▸ Material provided:
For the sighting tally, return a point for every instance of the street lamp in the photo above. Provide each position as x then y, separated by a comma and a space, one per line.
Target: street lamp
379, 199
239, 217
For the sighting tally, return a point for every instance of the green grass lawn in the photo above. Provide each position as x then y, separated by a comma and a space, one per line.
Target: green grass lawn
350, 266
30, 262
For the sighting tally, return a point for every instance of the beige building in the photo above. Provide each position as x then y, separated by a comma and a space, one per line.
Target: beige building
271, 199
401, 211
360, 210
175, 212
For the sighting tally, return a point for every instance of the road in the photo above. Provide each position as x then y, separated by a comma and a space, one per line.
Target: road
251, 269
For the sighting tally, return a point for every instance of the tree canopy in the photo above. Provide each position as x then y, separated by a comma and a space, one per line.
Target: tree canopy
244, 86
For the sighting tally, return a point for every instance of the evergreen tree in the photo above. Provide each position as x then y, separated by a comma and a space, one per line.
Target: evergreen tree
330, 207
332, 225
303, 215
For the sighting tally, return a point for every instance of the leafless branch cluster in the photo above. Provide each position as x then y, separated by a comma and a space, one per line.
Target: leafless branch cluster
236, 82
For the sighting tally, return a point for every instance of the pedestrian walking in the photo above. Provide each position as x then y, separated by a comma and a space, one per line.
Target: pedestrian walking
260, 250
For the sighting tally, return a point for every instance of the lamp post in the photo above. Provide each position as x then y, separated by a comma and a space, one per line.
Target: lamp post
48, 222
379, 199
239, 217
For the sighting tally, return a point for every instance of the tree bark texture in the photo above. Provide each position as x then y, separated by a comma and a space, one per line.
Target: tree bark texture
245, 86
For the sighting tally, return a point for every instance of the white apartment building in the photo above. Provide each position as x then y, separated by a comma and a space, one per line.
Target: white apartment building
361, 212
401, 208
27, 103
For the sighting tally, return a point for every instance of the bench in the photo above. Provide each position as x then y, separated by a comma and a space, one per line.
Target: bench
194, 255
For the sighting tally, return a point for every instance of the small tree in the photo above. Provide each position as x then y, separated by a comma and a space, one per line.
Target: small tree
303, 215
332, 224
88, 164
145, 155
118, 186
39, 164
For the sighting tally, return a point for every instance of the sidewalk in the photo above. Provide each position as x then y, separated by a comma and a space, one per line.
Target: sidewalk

▸ Exercise directions: Check each line of the entries for the word "sidewalk", then state the count alone.

▸ Solved problem: 2